Start of Extract
On October 5, 1986, Evaristo Nyanzi, a Democratic Party member and Minister of Commerce in the NRM government, was arrested at Entebbe International Airport as he was about to board a flight to Yugoslavia.

On top of these prominent ministers and Fedemu and UFM officials, a large number of other Baganda politicians and media figures were also arrested.

They included the editor of the Citizen newspaper, Anthony Ssekweyama, the vice-chairman of the UFM and Democratic Party lawyer, Mr Francis Bwengye, Dr Charles Lwanga, an obstetrician at Rubaga Hospital in Kampala, Joseph Musaka-Mubiru, a businessman in Kampala, and Joseph Ssozi-Ntambi, an assistant District Commissioner at
Namugongo.

A soldier called Moses (“Drago”) Nyanzi of the NRA based at Republic House (Bulange), Sabiiti-Matovu, a medicine man based at Nalukolongo on the western outskirts of Kampala, John Sserunkuma, a vehicle mechanic at Ndeeba near Kampala and Warrant Officer II Dennis Ssebugwawo, an ex-FDA/Fedemu officer, were also held in the
crackdown.

But that was not all. An intelligence officer in the NRA based at Entebbe called Commander Muchwa, Sergeant Mohammed Kanyike of the
27th NRA Battalion in Moyo Town in northern Uganda; Joseph Kyabaggu of the UFM, and Sergeant Rajab Kasozi of the 27th Battalion in Moyo, did not escape the arrests.
It was an astonishing development.
The NRM government was generally regarded as dominated by southern Bantu tribes, who had formed an alliance in 1981 to fight what was viewed as nearly 20 years of rule by northerners and hated northern-dominated armies.

Yet, barely a year in power, the NRM was already reporting a major coup plot.

It is difficult to know what to believe. On the one hand, Kayiira’s UFM, in that abortive attack on the Lubiri Barracks in February 1982, had demonstrated a mindset and ability to stage daring attacks on a heavily guarded military installation in Kampala.

The UFM, not the NRA, had been the first fighting group to establish contact with Libyan leader Muammar Gaddafi for arms and it was well-known in military circles that it had far better weapons than the NRA, at least up to 1982.

A coup by the UFM could not be ruled out.

Kabaka returns
And yet, it would have been unlikely that the UFM and Fedemu could plan and stage a coup in September 1986 for one main reason: In August 1986, the Crown Prince of Buganda, Ronald Muwenda Mutebi II, had returned to Uganda from the United Kingdom where he had lived in exile for most of the 1970s and 1980s.
End of Extract
Start of Data under study
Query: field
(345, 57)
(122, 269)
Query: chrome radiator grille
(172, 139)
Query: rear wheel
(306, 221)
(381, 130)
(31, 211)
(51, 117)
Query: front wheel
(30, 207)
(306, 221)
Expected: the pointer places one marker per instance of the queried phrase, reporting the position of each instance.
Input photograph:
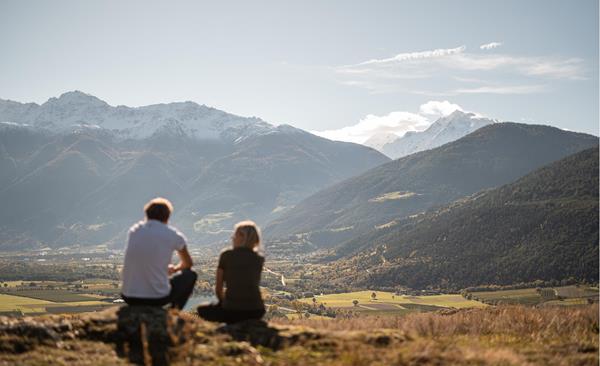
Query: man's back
(149, 250)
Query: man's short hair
(158, 209)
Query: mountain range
(489, 157)
(445, 129)
(77, 171)
(543, 226)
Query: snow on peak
(81, 110)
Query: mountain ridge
(493, 155)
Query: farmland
(391, 304)
(563, 295)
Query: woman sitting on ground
(239, 269)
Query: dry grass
(519, 320)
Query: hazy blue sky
(317, 65)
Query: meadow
(22, 298)
(563, 295)
(387, 303)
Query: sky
(344, 70)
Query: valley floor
(502, 335)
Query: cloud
(511, 89)
(434, 107)
(411, 56)
(442, 71)
(490, 46)
(397, 123)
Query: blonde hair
(251, 233)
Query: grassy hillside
(544, 226)
(512, 335)
(489, 157)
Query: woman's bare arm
(219, 285)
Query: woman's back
(242, 268)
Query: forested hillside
(489, 157)
(544, 226)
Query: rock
(258, 332)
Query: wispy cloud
(490, 46)
(411, 56)
(397, 123)
(510, 89)
(437, 108)
(410, 72)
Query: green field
(566, 295)
(388, 303)
(10, 303)
(53, 295)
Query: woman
(239, 269)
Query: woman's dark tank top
(242, 268)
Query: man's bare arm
(185, 261)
End of Data under study
● **Assignment**
Print the stretch from "Yet, barely a" through "installation in Kampala." in the account of the 1986 arrests, word for word. The material has no connection to the account of the 1986 arrests.

● **Written response**
Yet, barely a year in power, the NRM was already reporting a major coup plot.

It is difficult to know what to believe. On the one hand, Kayiira’s UFM, in that abortive attack on the Lubiri Barracks in February 1982, had demonstrated a mindset and ability to stage daring attacks on a heavily guarded military installation in Kampala.